YOUR TASK: Please copy out the records below with "thickest part" swapped for "widest part" and nothing else altered. Leave the pictures out of your answer.

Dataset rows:
================
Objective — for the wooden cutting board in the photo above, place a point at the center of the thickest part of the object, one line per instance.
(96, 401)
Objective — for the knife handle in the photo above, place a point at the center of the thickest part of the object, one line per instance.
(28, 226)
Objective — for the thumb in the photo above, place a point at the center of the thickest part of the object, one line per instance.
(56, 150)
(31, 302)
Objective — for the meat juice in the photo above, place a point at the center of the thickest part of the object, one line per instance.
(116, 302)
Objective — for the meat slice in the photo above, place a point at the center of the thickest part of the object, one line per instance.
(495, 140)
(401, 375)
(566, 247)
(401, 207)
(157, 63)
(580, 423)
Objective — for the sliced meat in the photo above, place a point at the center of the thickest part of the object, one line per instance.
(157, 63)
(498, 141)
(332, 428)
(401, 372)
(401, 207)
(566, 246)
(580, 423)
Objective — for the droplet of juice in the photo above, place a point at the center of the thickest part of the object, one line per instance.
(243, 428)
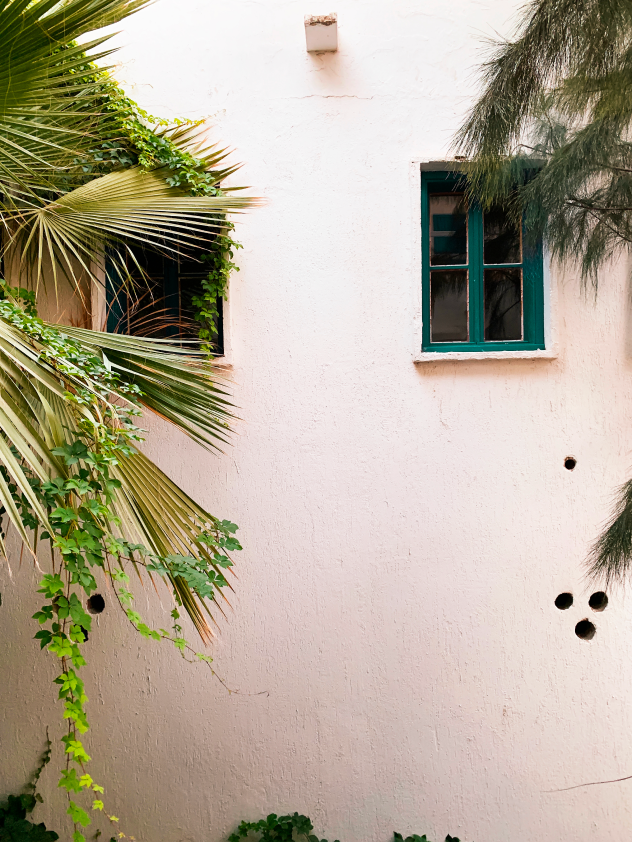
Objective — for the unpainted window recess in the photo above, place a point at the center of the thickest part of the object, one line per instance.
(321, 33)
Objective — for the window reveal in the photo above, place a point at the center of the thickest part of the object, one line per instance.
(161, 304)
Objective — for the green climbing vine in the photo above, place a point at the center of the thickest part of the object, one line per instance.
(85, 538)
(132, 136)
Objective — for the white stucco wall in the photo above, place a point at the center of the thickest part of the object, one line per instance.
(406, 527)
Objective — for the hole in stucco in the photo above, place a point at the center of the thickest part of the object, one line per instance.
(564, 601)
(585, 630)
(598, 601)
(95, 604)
================
REPLY:
Objective — for the wooden cutting board in the photo above, place a point at the center of the widest part of the object, one line per instance.
(96, 401)
Objective — for the knife handle in the photo above, place a point at the center of the widest part of the object, one line per instance.
(28, 226)
Objective — for the thumb in the photo above, place a point at the center of the widest part of the object, one line per instance.
(56, 150)
(31, 302)
Objective — for the meat juice in the photo above, place a point at the center of the widest part of the object, one line per instance.
(116, 302)
Objective — for the meat slice in the photo above, place a point at the center of the widest part of the object, one line per instance.
(495, 140)
(401, 375)
(566, 247)
(401, 207)
(157, 63)
(580, 423)
Objective — for the sliced meat in the photo above, place a point at the center of the widest part of the object, one line per instance.
(157, 63)
(498, 141)
(332, 428)
(401, 372)
(401, 207)
(566, 246)
(580, 423)
Objective — for the droplet of juice in the photo above, place a point at the center of the widest part of the object, one line per instance.
(243, 428)
Objective — for the unpainted window recess in the photo above, place a point at the center of the widest part of the object, one line per instance.
(321, 33)
Objective — for the window reveal in the photo above, place a point at the center of the widest part of the object, one line per instance.
(161, 304)
Objective — for the green climbing vine in the photo above, place a point at the center of the widest part of the object, one line per instance.
(85, 538)
(132, 136)
Objective — for the white stucco wall in the photo above, place a point at the center of the widest part of the object, one line per instance.
(406, 527)
Objective — for the hole in stucco in the photo above, place a point at the center of the widest part of the object, one line per instance.
(564, 601)
(585, 630)
(598, 601)
(95, 604)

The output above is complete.